*WRITTEN REQUEST*. Starting with the line that contains "Reviewer note: verify that every instance of the yellow marker" and continuing through the line that contains "[[51, 473], [141, 491], [97, 419]]", render the lines below as a JSON list of strings with one string per line. Leave out blank lines.

-*-*-

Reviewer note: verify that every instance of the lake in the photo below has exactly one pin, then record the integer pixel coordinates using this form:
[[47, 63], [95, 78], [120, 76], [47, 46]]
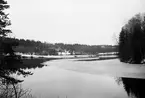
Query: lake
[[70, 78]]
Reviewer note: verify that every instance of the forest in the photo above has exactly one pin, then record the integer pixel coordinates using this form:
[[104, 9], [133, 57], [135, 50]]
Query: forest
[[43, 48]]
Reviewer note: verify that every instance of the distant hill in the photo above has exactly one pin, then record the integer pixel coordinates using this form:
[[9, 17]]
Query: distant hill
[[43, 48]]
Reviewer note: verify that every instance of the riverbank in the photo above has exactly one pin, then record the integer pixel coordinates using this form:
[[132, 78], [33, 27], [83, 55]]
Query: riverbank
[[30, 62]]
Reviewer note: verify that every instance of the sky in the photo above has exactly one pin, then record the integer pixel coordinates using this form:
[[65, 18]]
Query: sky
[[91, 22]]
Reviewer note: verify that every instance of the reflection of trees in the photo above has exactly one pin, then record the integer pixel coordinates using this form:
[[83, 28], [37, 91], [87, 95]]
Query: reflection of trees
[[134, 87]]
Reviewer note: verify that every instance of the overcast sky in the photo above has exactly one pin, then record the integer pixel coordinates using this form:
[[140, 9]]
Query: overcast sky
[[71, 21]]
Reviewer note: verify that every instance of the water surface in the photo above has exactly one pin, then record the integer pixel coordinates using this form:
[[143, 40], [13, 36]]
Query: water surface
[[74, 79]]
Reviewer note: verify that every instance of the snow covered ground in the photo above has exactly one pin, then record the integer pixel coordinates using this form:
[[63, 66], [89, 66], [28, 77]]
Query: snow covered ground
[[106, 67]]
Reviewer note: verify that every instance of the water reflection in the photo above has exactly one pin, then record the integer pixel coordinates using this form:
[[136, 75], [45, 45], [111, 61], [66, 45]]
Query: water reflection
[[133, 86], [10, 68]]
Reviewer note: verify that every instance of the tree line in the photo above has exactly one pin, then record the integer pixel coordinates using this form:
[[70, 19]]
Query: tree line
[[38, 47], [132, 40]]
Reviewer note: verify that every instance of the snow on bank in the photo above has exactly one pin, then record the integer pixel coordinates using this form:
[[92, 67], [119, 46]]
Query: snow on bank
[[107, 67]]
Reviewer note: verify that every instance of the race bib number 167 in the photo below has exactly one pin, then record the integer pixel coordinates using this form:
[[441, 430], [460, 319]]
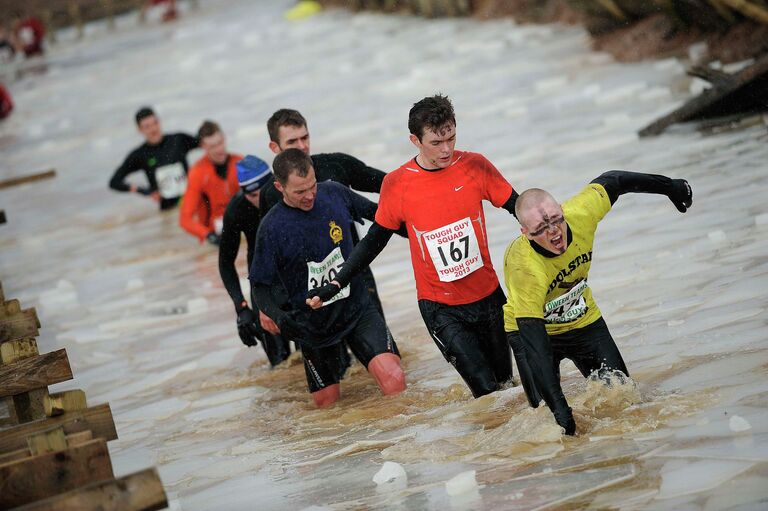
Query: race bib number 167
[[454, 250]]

-*-*-

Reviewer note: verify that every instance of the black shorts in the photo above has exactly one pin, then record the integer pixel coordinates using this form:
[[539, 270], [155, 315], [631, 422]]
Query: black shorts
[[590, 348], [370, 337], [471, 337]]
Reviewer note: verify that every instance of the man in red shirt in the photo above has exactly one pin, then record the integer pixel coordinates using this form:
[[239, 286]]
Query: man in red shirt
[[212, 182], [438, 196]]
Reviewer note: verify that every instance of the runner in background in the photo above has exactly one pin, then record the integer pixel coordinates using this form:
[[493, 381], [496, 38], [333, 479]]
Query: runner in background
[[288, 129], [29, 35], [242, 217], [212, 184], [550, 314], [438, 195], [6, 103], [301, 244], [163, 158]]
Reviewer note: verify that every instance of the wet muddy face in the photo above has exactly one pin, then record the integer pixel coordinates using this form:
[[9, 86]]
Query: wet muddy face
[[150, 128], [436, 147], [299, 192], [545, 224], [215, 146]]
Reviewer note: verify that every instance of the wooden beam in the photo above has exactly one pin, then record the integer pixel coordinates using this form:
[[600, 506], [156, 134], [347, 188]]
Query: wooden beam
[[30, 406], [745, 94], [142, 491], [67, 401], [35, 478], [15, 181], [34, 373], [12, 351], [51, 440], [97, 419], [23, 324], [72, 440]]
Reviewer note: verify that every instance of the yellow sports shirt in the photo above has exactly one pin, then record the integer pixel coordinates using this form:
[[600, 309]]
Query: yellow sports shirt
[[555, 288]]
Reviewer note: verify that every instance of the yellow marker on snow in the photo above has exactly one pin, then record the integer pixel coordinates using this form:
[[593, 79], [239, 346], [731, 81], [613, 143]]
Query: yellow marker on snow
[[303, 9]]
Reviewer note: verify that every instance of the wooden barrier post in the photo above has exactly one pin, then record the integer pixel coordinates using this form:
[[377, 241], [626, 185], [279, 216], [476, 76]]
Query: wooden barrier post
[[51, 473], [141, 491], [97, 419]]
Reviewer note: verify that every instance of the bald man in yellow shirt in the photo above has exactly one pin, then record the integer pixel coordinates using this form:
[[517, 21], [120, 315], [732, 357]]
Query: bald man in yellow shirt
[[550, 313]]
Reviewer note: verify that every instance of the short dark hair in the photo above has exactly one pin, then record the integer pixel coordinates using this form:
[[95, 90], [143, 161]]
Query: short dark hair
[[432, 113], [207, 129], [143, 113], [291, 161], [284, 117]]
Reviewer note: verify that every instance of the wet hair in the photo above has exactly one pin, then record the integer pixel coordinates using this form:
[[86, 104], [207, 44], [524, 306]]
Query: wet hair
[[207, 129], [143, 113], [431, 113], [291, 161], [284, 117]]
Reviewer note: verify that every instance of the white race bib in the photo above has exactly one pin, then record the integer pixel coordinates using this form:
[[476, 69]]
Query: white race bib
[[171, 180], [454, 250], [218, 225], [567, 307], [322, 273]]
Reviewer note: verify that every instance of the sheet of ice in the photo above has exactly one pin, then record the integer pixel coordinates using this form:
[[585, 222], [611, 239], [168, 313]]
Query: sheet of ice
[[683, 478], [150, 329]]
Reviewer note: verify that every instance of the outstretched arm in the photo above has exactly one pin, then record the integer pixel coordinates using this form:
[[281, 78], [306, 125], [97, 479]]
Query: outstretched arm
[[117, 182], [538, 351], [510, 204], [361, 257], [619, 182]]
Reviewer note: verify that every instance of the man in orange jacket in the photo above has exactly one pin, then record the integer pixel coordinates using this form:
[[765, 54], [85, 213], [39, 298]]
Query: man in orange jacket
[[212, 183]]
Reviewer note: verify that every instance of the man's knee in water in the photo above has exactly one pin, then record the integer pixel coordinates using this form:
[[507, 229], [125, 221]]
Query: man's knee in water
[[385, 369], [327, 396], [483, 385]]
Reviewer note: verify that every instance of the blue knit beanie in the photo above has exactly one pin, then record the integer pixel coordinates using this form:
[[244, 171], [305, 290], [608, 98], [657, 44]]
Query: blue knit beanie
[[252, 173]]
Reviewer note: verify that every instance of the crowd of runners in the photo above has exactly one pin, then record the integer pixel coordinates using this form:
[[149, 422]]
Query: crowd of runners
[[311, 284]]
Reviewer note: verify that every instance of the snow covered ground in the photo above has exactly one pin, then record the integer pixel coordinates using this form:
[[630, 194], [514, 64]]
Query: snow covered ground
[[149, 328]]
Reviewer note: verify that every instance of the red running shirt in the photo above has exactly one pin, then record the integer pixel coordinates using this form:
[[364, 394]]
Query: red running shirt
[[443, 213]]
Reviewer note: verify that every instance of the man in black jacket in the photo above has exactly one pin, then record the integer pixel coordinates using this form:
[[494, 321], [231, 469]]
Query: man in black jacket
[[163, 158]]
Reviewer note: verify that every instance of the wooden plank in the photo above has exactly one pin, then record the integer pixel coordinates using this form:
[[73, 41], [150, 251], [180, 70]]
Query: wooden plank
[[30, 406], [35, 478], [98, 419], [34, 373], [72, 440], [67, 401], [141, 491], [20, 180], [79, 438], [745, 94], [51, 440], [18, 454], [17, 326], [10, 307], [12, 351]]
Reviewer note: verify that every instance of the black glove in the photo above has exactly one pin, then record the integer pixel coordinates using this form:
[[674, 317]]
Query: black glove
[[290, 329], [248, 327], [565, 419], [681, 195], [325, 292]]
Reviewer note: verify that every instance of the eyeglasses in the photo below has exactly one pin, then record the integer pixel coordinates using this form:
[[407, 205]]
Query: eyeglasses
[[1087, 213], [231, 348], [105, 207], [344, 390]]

-*-*-

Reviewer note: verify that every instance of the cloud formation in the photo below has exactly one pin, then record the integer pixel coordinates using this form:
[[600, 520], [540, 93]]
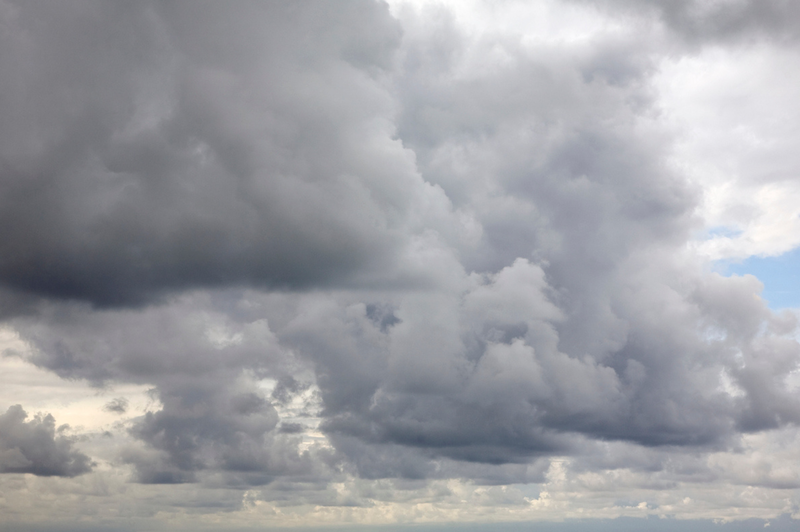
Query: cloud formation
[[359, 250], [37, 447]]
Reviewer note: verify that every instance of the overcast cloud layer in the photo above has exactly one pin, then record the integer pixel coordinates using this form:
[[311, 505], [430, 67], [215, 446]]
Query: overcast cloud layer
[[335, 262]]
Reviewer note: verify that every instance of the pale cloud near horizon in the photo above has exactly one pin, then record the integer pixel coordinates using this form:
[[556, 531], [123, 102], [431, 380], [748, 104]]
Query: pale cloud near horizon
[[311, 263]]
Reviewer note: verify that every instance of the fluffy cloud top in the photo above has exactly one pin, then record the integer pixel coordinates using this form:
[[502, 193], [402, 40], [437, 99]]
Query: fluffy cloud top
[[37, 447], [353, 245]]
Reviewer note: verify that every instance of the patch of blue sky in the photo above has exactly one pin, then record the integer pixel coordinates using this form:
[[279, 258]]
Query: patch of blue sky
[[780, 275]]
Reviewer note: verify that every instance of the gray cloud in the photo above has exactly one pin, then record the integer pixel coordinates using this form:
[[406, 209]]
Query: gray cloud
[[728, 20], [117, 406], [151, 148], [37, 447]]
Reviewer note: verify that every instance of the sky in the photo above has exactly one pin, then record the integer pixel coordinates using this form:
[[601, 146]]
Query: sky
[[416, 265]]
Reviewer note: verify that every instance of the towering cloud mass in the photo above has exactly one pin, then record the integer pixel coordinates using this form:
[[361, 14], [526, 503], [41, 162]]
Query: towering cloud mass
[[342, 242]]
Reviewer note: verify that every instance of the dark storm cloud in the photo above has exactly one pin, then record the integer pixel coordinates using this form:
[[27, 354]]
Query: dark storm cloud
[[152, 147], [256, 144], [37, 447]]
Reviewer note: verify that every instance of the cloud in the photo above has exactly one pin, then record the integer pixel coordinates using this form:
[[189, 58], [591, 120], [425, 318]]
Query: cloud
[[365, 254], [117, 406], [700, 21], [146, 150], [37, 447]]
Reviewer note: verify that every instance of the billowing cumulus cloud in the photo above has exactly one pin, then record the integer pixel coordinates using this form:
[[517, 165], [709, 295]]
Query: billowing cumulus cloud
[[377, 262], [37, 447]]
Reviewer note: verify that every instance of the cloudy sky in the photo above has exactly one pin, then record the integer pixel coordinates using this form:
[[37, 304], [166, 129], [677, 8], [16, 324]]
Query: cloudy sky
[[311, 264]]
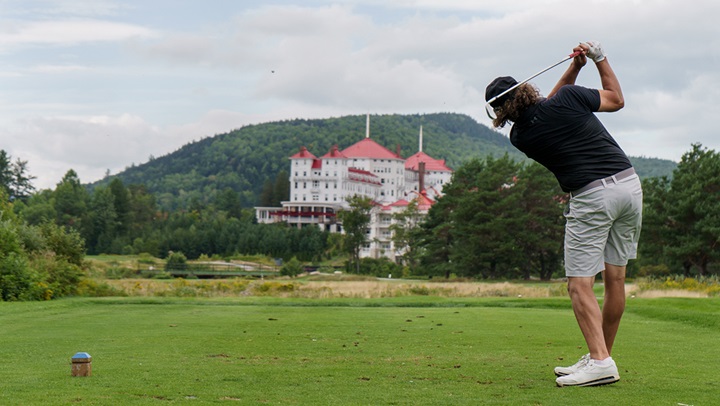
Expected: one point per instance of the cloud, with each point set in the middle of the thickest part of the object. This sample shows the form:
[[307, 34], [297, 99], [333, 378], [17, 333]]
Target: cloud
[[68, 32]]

-*-*-

*EXERCISE SOLUTION*.
[
  "Reviewer note: verify that every instance of the yellow marker on snow in the photo above has exactly one pin, then record the integer pixel coordinates using this form:",
  "[[593, 79], [239, 346], [731, 81], [613, 143]]",
  "Query: yellow marker on snow",
  "[[303, 9]]",
  "Reviewer note: verify that every instance of the wooden barrier post in the photo above has exactly one pin, then record the integer pixel coordinates using this form:",
  "[[377, 241], [626, 185], [279, 216], [476, 76]]",
  "Query: wooden barrier post",
  "[[51, 473], [141, 491], [97, 419]]"
]